Text shown:
Finding could improve cancer, diabetes treatments, study suggests
If bitter-tasting food makes you feel ill, it may just be your digestive system doing its job, a new report says.Researchers at the University of California, Irvine, studied mice and found that since the body usual equates bitterness with toxins, such flavors slow the digestive process to keep bad food in the stomach longer and increase the chances that it will be expelled. This also triggers the production of a hormone that replicates the feeling of fullness to prevent the eating of more toxic food.
The team, whose findings were published online Oct. 9 in the Journal of Clinical Investigation, believes the human body reacts the same way, which may explain why some isolated cultures have adapted to local foods that taste bad to and sicken outsiders.
"We have evolved mechanisms to combat the ingestion of toxins in our food," study senior author Timothy Osborne, a UC-Irvine molecular biology and biochemistry professor, said in a university news release. "This provides a framework for an entirely new area of research on how our bodies respond to what is present in our diets."

(Items from a dataset)
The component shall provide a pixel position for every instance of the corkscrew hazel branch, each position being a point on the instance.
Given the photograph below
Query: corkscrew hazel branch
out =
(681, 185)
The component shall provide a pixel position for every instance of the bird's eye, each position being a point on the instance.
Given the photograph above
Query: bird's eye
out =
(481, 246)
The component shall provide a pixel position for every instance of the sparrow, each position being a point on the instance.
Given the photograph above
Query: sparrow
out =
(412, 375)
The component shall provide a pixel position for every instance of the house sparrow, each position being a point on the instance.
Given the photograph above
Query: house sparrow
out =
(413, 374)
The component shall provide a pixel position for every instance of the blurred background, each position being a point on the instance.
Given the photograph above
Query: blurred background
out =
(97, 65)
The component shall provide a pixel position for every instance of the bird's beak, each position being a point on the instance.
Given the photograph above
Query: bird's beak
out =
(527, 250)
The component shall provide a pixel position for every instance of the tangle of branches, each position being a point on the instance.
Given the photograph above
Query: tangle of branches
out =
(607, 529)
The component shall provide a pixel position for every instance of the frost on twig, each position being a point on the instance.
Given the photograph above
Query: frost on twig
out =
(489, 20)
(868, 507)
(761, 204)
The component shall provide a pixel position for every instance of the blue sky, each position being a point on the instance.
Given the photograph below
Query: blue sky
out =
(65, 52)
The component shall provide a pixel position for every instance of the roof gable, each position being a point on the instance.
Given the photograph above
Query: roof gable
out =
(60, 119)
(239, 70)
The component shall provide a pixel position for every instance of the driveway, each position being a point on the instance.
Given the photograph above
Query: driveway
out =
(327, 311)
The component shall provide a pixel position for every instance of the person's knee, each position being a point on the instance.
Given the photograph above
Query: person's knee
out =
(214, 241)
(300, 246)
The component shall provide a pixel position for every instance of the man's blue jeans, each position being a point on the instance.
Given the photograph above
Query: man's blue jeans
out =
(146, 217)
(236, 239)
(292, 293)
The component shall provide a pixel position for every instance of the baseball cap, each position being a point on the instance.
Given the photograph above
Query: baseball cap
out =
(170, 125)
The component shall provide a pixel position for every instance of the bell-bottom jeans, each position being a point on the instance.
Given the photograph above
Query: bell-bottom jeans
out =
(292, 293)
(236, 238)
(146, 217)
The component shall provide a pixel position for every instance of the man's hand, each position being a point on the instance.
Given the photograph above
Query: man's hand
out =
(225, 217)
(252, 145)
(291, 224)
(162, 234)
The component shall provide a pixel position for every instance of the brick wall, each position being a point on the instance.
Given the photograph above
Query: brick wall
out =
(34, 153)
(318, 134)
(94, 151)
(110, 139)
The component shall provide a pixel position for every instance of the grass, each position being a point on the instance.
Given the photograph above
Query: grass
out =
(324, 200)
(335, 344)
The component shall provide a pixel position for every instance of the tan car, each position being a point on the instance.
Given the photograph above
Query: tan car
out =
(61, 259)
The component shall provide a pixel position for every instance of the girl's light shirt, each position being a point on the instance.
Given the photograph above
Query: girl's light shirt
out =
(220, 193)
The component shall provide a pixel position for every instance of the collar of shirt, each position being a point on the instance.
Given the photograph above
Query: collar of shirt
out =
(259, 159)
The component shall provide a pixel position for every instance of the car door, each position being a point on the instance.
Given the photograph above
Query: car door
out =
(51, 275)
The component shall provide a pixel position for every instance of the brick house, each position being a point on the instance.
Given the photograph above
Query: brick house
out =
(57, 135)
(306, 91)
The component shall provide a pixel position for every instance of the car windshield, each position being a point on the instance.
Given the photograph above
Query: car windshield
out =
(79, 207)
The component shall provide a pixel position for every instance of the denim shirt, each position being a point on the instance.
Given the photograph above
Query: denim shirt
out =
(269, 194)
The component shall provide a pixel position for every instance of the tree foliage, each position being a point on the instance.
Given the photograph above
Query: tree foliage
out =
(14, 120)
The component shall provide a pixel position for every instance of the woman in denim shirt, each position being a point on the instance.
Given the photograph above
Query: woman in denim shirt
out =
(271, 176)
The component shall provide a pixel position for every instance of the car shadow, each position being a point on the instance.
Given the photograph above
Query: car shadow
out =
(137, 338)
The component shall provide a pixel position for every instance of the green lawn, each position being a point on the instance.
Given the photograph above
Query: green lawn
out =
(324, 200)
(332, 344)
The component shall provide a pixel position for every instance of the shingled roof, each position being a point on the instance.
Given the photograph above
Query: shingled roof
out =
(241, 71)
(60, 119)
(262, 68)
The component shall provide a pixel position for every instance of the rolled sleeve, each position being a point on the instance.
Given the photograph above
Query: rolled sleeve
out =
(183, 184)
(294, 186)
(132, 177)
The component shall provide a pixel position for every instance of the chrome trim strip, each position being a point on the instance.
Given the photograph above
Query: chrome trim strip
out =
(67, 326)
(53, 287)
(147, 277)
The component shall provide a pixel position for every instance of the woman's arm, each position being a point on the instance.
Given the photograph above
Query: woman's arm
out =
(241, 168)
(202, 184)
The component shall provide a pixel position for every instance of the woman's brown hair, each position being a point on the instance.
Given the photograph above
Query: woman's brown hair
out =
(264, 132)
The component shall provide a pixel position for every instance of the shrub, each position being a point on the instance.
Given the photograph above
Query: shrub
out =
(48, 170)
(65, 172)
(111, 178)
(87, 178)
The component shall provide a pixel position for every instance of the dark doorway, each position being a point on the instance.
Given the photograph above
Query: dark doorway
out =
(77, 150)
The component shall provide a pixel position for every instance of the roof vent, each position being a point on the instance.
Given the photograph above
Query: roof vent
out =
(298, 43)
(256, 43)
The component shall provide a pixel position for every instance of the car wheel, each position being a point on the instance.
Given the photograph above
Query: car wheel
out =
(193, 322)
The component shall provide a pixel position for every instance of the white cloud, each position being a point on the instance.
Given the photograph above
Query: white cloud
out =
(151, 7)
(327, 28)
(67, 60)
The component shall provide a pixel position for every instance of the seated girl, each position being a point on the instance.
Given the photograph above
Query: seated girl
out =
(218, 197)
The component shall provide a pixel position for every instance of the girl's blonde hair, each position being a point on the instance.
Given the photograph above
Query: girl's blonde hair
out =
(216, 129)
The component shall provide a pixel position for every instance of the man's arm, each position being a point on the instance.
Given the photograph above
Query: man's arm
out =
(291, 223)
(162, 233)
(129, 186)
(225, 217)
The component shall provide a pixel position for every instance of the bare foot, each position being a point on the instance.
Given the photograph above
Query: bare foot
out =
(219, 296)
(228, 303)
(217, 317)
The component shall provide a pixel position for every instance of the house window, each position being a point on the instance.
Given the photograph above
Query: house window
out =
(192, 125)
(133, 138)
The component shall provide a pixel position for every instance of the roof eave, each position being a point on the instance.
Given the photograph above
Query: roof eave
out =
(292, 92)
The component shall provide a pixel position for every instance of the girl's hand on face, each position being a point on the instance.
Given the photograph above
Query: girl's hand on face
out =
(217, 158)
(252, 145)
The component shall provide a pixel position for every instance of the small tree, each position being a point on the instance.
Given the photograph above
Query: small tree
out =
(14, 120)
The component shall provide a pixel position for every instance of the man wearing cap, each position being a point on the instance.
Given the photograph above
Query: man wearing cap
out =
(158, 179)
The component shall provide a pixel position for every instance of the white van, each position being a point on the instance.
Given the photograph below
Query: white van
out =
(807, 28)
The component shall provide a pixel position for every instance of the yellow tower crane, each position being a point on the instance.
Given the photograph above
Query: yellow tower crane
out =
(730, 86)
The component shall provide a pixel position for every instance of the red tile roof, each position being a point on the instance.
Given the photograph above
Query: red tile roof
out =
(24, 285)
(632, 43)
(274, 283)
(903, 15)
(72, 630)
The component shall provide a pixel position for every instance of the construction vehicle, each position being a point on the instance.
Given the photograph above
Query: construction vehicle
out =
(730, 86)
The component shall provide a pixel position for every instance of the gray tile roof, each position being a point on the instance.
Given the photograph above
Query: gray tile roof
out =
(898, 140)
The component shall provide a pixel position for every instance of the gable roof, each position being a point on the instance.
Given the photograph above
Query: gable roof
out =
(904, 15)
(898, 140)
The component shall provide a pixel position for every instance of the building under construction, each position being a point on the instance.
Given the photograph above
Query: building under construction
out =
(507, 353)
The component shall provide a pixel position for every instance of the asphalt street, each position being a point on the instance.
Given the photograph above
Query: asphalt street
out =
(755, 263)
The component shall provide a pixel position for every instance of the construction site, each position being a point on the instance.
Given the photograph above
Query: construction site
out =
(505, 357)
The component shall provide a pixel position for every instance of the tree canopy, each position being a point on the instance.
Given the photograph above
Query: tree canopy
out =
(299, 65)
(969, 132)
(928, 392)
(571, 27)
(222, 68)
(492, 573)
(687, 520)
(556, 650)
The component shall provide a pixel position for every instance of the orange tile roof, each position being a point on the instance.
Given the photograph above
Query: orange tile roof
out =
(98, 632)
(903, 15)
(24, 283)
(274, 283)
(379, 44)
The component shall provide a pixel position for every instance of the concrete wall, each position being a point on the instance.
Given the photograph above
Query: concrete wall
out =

Problem: Reproduce the article on bitter-tasting food verbatim, starting with "The team, whose" and going on through "and sicken outsiders.". These items were taken from a separate source.

Finished exercise:
The team, whose findings were published online Oct. 9 in the Journal of Clinical Investigation, believes the human body reacts the same way, which may explain why some isolated cultures have adapted to local foods that taste bad to and sicken outsiders.